- **SET PROBLEM**
In the article on New York and the Special Counsel investigation, why does the writer compare New York state to "the dog that did not bark"? Answer in one to three sentences.

- **QUOTED TEXT**
***
By Robert Kim
Robert Kim formerly served as manager of the BSA regulatory enforcement program at FinCEN, where he worked on numerous joint actions with the New York State Banking Department, a predecessor of the NYDFS.
The Sherlock Holmes short story “Silver Blaze” featured a clue that has become famous: the dog that did not bark during the theft of a champion race horse, from which the sleuth deduced that the thief was someone familiar to the dog. The Special Counsel investigation of Russian interference in the 2016 presidential election has featured a dog that has not barked yet: New York state.
New York shares jurisdiction with federal authorities over financial matters related to the investigation, and it is already involved in the monitoring of financial issues involving assets of President Donald Trump. New York authorities have been silent on the investigation but could become a significant factor in it. Such a move would be a new high in the state’s assertion of jurisdiction over national-level financial crime issues that has been ongoing for over a decade.
Financial issues have taken on greater significance to law enforcement and national security during the 2000s and 2010s. The expansion of federal anti-money laundering (AML) regulations under the Bank Secrecy Act (BSA), economic sanctions, and other federal policies addressing financial crimes has been accompanied by New York actions asserting a leading role in enforcing them. For example, as the federal government expanded economic sanctions on Iran until the 2015 adoption of the Joint Comprehensive Plan of Action, in 2009-15 the New York County District Attorney (Manhattan DA) initiated actions investigating and penalizing banks for violations of those economic sanctions.
***
- **DATA SECTION**

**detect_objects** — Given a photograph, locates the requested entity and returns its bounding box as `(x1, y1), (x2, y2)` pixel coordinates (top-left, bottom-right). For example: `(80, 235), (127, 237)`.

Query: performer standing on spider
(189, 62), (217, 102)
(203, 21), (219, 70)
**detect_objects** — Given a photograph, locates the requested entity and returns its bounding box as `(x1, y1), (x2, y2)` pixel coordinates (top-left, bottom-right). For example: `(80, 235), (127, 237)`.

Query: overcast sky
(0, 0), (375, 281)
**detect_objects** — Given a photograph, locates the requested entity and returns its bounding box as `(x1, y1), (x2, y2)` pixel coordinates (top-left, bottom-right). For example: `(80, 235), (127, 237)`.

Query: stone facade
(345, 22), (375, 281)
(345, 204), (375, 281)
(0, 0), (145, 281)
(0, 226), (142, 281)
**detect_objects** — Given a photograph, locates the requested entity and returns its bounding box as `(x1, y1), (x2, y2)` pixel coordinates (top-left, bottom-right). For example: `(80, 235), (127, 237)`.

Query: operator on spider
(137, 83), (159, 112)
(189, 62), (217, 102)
***
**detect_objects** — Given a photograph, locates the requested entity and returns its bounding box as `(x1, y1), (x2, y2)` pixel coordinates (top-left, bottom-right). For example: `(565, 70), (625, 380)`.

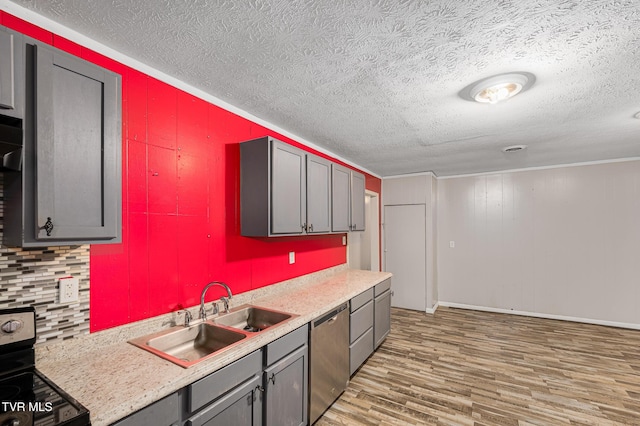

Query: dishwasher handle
***
- **THE RESULT**
New York shares jurisdiction with federal authorities over financial matters related to the investigation and already monitors financial issues involving President Donald Trump's assets. Yet its authorities have been silent on the investigation, much like the dog in "Silver Blaze" that did not bark during the theft.